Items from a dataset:

----------------

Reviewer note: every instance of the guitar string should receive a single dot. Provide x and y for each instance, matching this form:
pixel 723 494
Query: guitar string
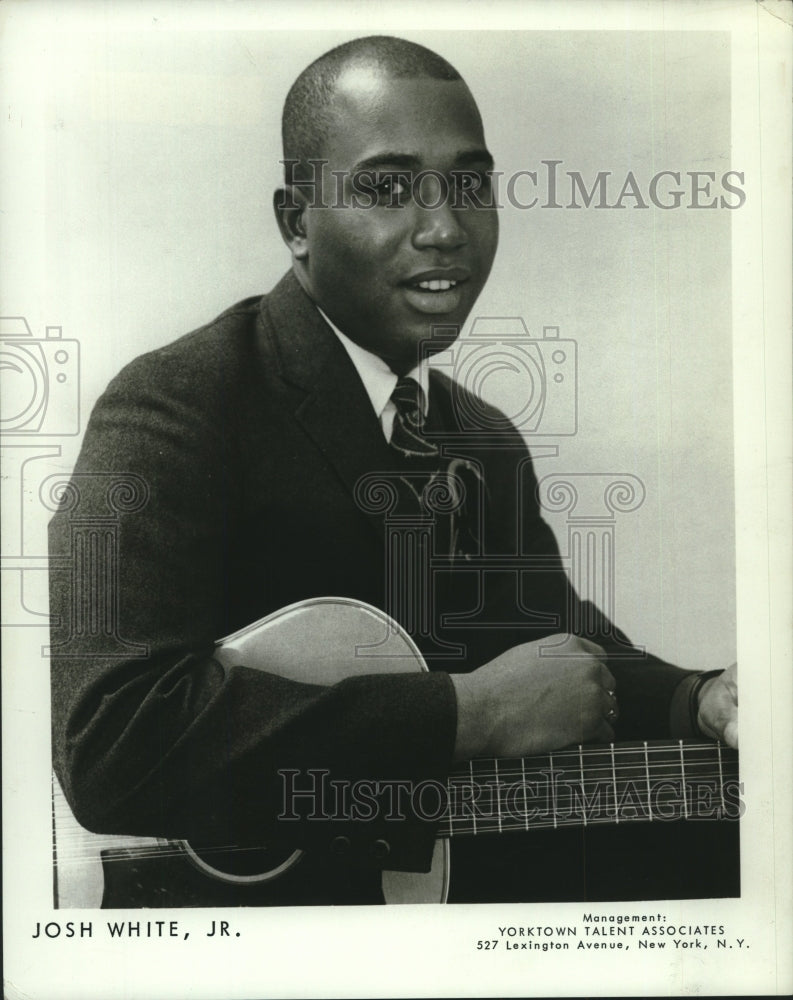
pixel 453 820
pixel 608 755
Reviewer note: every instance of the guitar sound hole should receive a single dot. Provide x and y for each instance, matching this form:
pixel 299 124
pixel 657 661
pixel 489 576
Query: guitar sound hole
pixel 239 862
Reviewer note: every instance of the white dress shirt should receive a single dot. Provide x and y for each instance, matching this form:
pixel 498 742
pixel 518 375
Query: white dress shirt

----------------

Among the entries, how many lines include the string "shirt"? Please reply with only the number.

WRITTEN RESPONSE | 2